### REQUIRED WORK
Repeat the entire listing exactly.

### ENTRIES SHOWN
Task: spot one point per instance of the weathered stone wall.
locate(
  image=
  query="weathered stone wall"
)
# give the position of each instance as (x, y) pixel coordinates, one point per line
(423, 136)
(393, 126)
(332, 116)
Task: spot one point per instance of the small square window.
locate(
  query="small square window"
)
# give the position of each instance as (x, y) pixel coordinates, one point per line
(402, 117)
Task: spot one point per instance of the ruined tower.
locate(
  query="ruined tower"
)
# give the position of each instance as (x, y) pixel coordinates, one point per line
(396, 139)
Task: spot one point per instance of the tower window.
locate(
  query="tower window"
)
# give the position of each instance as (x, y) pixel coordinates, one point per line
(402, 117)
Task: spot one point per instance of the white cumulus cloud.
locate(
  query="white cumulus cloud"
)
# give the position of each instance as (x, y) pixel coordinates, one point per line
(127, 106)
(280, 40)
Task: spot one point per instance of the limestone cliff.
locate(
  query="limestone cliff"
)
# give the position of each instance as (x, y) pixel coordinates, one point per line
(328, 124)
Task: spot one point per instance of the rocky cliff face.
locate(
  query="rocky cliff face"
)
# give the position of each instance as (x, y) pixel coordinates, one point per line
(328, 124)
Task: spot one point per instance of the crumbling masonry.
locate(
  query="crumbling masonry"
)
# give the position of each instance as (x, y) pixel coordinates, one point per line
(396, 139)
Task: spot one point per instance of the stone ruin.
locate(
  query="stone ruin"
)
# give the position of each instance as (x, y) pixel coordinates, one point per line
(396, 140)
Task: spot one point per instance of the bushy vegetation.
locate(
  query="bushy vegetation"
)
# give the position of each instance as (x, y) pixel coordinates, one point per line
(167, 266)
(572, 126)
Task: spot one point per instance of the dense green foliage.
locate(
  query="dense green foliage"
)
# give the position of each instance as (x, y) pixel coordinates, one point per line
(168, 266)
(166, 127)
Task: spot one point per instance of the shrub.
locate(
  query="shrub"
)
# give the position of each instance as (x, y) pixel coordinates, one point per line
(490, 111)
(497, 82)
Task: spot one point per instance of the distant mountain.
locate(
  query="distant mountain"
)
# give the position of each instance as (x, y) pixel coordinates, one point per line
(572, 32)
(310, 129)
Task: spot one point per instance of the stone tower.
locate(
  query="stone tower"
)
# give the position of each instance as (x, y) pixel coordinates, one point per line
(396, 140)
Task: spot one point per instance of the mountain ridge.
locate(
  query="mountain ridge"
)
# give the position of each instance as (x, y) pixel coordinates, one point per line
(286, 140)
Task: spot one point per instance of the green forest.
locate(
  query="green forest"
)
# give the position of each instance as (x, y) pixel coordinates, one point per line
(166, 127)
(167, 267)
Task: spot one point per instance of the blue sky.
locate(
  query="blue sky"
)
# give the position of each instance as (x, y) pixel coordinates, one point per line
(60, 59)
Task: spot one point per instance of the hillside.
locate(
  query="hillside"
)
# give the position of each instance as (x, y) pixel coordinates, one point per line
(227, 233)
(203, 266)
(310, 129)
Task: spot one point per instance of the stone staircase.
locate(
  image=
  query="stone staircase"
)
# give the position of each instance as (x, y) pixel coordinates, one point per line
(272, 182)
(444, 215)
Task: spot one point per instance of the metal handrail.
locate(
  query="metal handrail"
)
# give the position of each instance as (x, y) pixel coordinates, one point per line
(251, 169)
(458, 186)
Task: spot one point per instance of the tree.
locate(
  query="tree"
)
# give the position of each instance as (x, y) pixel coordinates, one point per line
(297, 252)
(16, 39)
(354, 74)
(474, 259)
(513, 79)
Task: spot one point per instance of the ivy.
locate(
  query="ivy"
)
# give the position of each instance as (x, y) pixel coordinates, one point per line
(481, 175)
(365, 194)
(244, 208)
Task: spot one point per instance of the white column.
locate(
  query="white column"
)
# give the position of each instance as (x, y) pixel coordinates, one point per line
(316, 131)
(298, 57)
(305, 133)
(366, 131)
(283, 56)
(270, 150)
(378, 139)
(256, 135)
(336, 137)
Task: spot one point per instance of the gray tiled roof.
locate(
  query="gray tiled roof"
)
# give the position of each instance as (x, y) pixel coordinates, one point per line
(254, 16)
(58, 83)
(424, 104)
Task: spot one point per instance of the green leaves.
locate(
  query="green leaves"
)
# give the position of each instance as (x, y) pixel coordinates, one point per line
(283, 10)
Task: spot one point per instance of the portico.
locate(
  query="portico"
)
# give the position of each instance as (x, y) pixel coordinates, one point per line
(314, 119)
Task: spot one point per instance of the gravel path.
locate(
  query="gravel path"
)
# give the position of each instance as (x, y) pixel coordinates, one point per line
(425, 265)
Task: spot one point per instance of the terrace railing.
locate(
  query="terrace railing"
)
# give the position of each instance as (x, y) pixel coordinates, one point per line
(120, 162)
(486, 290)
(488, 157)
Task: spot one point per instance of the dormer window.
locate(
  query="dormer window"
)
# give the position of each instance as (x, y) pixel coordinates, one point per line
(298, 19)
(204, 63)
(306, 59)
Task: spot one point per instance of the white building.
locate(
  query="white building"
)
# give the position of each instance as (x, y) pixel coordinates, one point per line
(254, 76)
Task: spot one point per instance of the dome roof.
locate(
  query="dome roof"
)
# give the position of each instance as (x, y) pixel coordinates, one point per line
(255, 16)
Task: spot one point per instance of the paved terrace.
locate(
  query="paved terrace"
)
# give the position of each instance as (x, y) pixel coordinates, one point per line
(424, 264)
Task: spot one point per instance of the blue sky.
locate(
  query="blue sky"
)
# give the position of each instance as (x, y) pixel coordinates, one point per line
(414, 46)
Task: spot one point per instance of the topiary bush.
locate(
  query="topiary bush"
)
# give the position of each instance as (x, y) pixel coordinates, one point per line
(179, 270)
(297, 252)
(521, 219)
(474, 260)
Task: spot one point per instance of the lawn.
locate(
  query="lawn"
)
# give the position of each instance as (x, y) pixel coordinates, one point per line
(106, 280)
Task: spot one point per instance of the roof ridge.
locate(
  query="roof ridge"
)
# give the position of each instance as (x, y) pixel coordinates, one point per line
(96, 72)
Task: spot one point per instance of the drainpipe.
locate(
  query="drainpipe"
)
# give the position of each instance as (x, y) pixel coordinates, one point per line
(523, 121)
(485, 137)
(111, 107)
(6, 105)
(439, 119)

### COMPLETED EXERCISE
Task: spot one point per instance of the weathered stone wall.
locate(
  image=
  query="weathered stone wall"
)
# give the position of each instance as (x, y) pixel coordinates, one point per line
(423, 136)
(393, 126)
(332, 116)
Task: spot one point per instance of the small square window.
locate(
  query="small square window"
)
# give the position of each instance as (x, y) pixel coordinates, one point per line
(402, 117)
Task: spot one point per instance of the ruined tower.
locate(
  query="ruined tower"
)
# give the position of each instance as (x, y) pixel coordinates, one point per line
(396, 139)
Task: spot one point per instance of the tower window.
locate(
  query="tower window"
)
# give the position of each instance as (x, y) pixel coordinates, one point per line
(402, 117)
Task: spot one point per instance of the white cumulus cloud.
locate(
  query="white cumulus cloud"
)
# give the position of each instance as (x, y) pixel coordinates, one point per line
(127, 106)
(280, 40)
Task: spot one point per instance of the limestone cliff.
locate(
  query="limestone cliff"
)
# give the position of each instance as (x, y) pixel coordinates, one point per line
(328, 124)
Task: spot one point per instance of the rocky cliff face.
locate(
  query="rocky cliff face"
)
# give the position of each instance as (x, y) pixel coordinates, one point per line
(328, 124)
Task: spot one point per instance of the crumbling masonry.
locate(
  query="crumbling masonry"
)
# give the position of each instance as (x, y) pixel coordinates, one point per line
(396, 139)
Task: spot one point per instance of the stone ruin.
locate(
  query="stone ruin"
)
# give the position of each instance as (x, y) pixel coordinates, one point per line
(396, 140)
Task: spot one point per instance of the bushy vegetation.
locate(
  query="bushy vegetation"
)
# give the position of each instance as (x, y) pixel coordinates, one point per line
(167, 266)
(572, 126)
Task: spot one point per instance of the dense green foliage.
locate(
  query="dense green foliage"
)
# give the position of each instance as (x, y) pixel coordinates, one point per line
(168, 266)
(166, 127)
Task: spot one point per instance of the shrub.
locate(
  query="shrub"
)
# give the position of each instance as (x, y) pixel coordinates, one point per line
(490, 111)
(497, 82)
Task: spot one point per instance of the distant mountain.
locate(
  query="distant mountain"
)
# give the position of each instance as (x, y) pixel coordinates, one point per line
(572, 32)
(310, 129)
Task: spot one point per instance of the stone tower.
locate(
  query="stone tower"
)
# give the position of each instance as (x, y) pixel coordinates, one point per line
(396, 140)
Task: spot one point per instance of the mountain ridge.
locate(
  query="mountain ridge"
)
# give the position of each instance as (x, y) pixel coordinates, one point per line
(286, 140)
Task: spot one point per instance of the green forest.
locate(
  query="green forest"
)
# give the position of each instance as (x, y) pixel coordinates, one point per line
(166, 127)
(167, 267)
Task: spot one point per instance of the blue sky.
locate(
  query="blue sky"
)
# give the position of each instance as (x, y) pixel coordinates, one point per line
(60, 59)
Task: spot one point per instance of the hillside.
locate(
  query="hillside"
)
# give the position of each instance as (x, y) pixel coordinates, one point per line
(227, 233)
(203, 266)
(310, 129)
Task: spot one point per instance of the stone staircase.
locate(
  image=
  query="stone staircase"
)
# give the position of each instance as (x, y) pixel coordinates, one point per line
(272, 182)
(444, 215)
Task: spot one point per instance of the metal handrail.
locate(
  query="metal handrail"
)
# give the position of each instance as (x, y) pixel coordinates, one point per line
(251, 169)
(458, 186)
Task: spot one point per instance of the tree.
locate(
  query="tree"
)
# give the position of each instance as (x, y) pixel coordinates, one point per line
(297, 252)
(16, 39)
(354, 74)
(474, 259)
(513, 79)
Task: spot one point per instance of the ivy.
locate(
  query="ivy"
)
# give the position of each instance as (x, y) pixel coordinates, one point per line
(481, 175)
(365, 194)
(244, 208)
Task: spot one point per instance of the white column.
locate(
  query="white column"
)
# give the position of each instance as (x, y) pixel coordinates, one point per line
(316, 131)
(298, 57)
(305, 133)
(366, 131)
(283, 56)
(270, 150)
(378, 139)
(256, 135)
(336, 137)
Task: spot one point per instance of the gray tiled roof.
locate(
  query="gray tiled roof"
)
# give the position of each instance as (x, y) pixel coordinates, one point per line
(254, 16)
(58, 83)
(424, 104)
Task: spot one point per instance of the green leaves.
locate(
  query="green leaves"
)
# give the position of each instance as (x, y) pixel coordinates, one point per line
(283, 10)
Task: spot one point per instance of the portico.
locate(
  query="portico"
)
# give the position of each instance as (x, y) pixel coordinates, one point per line
(314, 119)
Task: spot one point per instance of the gravel path.
locate(
  query="gravel path"
)
# give the position of each instance as (x, y) pixel coordinates, one point per line
(425, 265)
Task: spot one point per instance of the terrace railing.
locate(
  query="terrace railing"
)
# give the position of each instance as (x, y) pixel coordinates, one point per line
(120, 162)
(486, 290)
(488, 157)
Task: spot one point per instance of the dormer window.
locate(
  query="dormer window"
)
# give the position of each instance as (x, y) pixel coordinates, one point per line
(298, 19)
(204, 63)
(306, 59)
Task: spot one point per instance of the white building.
locate(
  query="white building"
)
# give the position of each instance as (x, y) pixel coordinates, one point per line
(254, 76)
Task: spot one point per instance of the dome roof.
locate(
  query="dome roof"
)
# give the position of each instance as (x, y) pixel coordinates, one point per line
(255, 16)
Task: spot one point per instance of the paved terrace.
locate(
  query="paved terrace"
)
# give the position of each instance as (x, y) pixel coordinates, one point per line
(424, 264)
Task: spot one point per instance of the blue sky.
locate(
  query="blue sky"
)
# give the position of each instance as (x, y) pixel coordinates, one point per line
(414, 46)
Task: spot one point per instance of the topiary bush.
locate(
  query="topiary bush"
)
# give the position of each instance as (x, y) pixel coordinates, one point per line
(179, 270)
(297, 252)
(521, 219)
(474, 260)
Task: spot one point per instance of the lawn.
locate(
  query="lawn"
)
# give the position of each instance as (x, y) pixel coordinates, one point per line
(106, 280)
Task: spot one point per instance of the roof ridge.
locate(
  query="roof ridge"
)
# give the position of each instance as (x, y) pixel coordinates, one point per line
(96, 72)
Task: spot one point per instance of the drainpipe.
locate(
  query="drainpipe"
)
# give the position of each instance as (x, y) pixel coordinates, one point per line
(523, 121)
(485, 137)
(111, 107)
(6, 105)
(439, 119)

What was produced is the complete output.